* _STATED PROBLEM_:
Reproduce every line of the data below, requests included, but multiply each pixel coordinate in the answers by 1.75 and round it to the nearest whole number, with halves rounded up. Omit the pictures from your reproduction.

* _INFORMATION PROVIDED_:
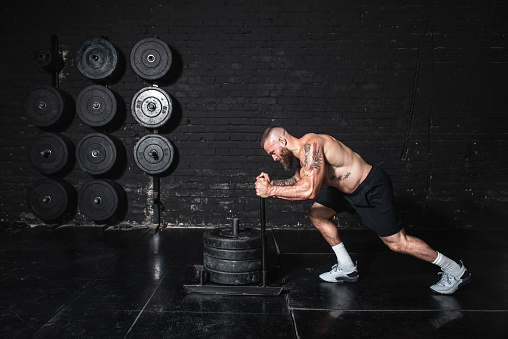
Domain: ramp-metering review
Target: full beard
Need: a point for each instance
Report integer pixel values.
(286, 159)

* _RESULT OF THIS EXERCISE_:
Domain: ramp-metering review
Target: full beard
Need: a point for each instance
Report integer pixel values.
(501, 278)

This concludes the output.